**EXERCISE**
Each line that follows should be printed again exactly as it stands.

**EXCERPTED DATA**
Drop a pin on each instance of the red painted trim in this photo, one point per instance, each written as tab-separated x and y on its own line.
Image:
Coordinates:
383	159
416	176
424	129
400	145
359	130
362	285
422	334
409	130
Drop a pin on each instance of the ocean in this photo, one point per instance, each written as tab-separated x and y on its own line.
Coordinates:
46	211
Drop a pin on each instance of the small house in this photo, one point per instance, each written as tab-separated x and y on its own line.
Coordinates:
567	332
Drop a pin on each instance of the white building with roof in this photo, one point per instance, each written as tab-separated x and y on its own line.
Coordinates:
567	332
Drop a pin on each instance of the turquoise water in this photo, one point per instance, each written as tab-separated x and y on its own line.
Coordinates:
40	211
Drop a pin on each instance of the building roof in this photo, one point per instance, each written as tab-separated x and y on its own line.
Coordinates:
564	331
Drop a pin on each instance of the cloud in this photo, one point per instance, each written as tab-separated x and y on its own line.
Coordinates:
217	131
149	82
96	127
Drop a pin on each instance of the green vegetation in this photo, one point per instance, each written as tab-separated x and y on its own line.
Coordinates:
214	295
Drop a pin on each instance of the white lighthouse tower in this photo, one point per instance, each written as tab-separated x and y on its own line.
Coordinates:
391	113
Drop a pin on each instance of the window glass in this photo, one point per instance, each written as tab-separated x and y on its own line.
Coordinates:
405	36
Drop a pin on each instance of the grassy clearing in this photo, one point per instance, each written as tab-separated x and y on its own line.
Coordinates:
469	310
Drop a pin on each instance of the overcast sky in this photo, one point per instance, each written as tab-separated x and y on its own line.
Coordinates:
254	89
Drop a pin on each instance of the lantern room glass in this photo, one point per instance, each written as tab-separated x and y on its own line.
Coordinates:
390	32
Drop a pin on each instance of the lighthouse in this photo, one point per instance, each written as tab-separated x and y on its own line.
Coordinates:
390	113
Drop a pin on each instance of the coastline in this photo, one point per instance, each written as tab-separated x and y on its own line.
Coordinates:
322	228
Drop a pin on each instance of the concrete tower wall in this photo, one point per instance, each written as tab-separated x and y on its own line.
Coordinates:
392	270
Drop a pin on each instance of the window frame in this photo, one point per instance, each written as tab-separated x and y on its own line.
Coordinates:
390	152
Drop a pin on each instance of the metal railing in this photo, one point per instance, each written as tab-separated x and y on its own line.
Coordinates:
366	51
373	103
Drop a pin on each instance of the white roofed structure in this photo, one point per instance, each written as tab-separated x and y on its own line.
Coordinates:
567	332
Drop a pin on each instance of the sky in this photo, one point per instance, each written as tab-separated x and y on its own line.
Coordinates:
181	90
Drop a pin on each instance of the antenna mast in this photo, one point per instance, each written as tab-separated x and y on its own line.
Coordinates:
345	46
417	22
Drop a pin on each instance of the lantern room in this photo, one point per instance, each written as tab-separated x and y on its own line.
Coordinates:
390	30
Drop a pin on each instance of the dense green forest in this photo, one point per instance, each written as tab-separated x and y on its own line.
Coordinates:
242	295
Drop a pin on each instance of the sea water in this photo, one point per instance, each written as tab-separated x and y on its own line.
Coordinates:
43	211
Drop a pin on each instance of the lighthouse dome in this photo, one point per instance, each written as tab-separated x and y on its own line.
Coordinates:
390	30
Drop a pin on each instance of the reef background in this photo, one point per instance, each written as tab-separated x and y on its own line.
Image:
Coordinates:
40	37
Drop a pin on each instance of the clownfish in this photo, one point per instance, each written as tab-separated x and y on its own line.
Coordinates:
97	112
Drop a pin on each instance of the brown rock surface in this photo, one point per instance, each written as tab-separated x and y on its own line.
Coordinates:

**RESULT BELOW**
Drop a pin on each instance of the red painted trim in this photo, one point per instance, each written as tab-separated x and y on its own line.
Image:
Coordinates:
383	159
416	176
424	129
400	145
359	130
362	285
422	334
409	130
Drop a pin on each instance of the ocean in this photo, one point per instance, each written as tab-separated x and y on its own line.
Coordinates:
46	211
Drop a pin on each instance of the small house in this photo, one point per instance, each written as tab-separated x and y on its own line.
Coordinates:
567	332
Drop a pin on each instance of the white building with roof in this photo, one point per instance, each written as tab-separated x and y on its own line.
Coordinates:
567	332
Drop a pin on each instance of the turquoise water in this photo, one point per instance, each written as tab-separated x and y on its own line.
Coordinates:
40	211
Drop a pin on each instance of the building roof in this photo, one point per instance, each written as tab-separated x and y on its own line.
Coordinates:
564	331
Drop a pin on each instance of the cloud in this photo, one point per instance, each written as tab-separated x and y on its own line.
Coordinates:
217	131
149	82
96	127
Drop a pin on each instance of the green vegetation in this photo, one point per instance, each written as tab-separated x and y on its own line.
Coordinates:
214	295
Drop a pin on each instance of the white lighthouse tower in this photo, one point per instance, each written as tab-separated x and y on its own line.
Coordinates:
391	113
Drop a pin on each instance of the window glass in this photo, one point per instance, each written as tab-separated x and y on its own line.
Coordinates:
405	36
Drop a pin on each instance of the grassy clearing in this photo, one point per instance, each written as tab-separated x and y on its own line.
Coordinates:
469	310
Drop a pin on each instance of the overcast sky in this photo, one point per instance, each written as tab-separated x and y on its own line.
Coordinates:
254	89
Drop a pin on each instance of the lantern room glass in this photo, one point per instance, each written as tab-separated x and y on its own line.
Coordinates:
390	32
Drop a pin on each instance of the lighthouse in this photo, one point per instance, each written as tab-separated x and y on its own line.
Coordinates:
390	113
Drop a pin on each instance of the coastline in this photo, one point per instance, each written as tab-separated x and y on its own line.
Coordinates:
322	228
Drop a pin on each instance of the concrete tower wall in this photo, one point per instance, each written as tab-separated x and y on its own line.
Coordinates:
392	270
Drop a pin on each instance of the window frame in this photo, one point per instance, each written as tab-separated x and y on its own line.
Coordinates:
390	152
Drop a pin on each instance of the metal railing in this photo, one point per instance, each written as tab-separated x and y on its own line.
Coordinates:
366	51
373	103
Drop a pin on each instance of the white roofed structure in this photo, one point per instance, each written as tab-separated x and y on its own line.
Coordinates:
567	332
Drop a pin on each instance of the sky in this photo, one point per instance, each written as tab-separated x and y on its own line.
Coordinates:
181	90
Drop a pin on each instance of the antenna mast in this photo, one point per instance, each written as tab-separated x and y on its own line.
Coordinates:
345	46
417	22
Drop a pin on each instance of the lantern room in this photo, one point per instance, each written as tab-separated x and y on its own line.
Coordinates:
390	30
Drop a pin on each instance of the dense green forest in this photo, one point per instance, each written as tab-separated x and y on its own line.
Coordinates:
242	295
Drop a pin on each instance of the sea water in this photo, one point per instance, each written as tab-separated x and y on its own line.
Coordinates:
43	211
Drop a pin on each instance of the lighthouse dome in this photo, one point per instance, each written as tab-separated x and y on its own line.
Coordinates:
390	30
Drop a pin on each instance of the reef background in this photo, one point per instance, each written as tab-separated x and y on its own line.
Image:
Coordinates:
40	37
Drop a pin on each instance of the clownfish in this photo, one point per instance, each written as tab-separated x and y on its own line.
Coordinates:
97	112
Drop a pin on each instance of the brown rock surface in this photo, one point per instance, each written as tab-separated x and y on its own line.
Coordinates:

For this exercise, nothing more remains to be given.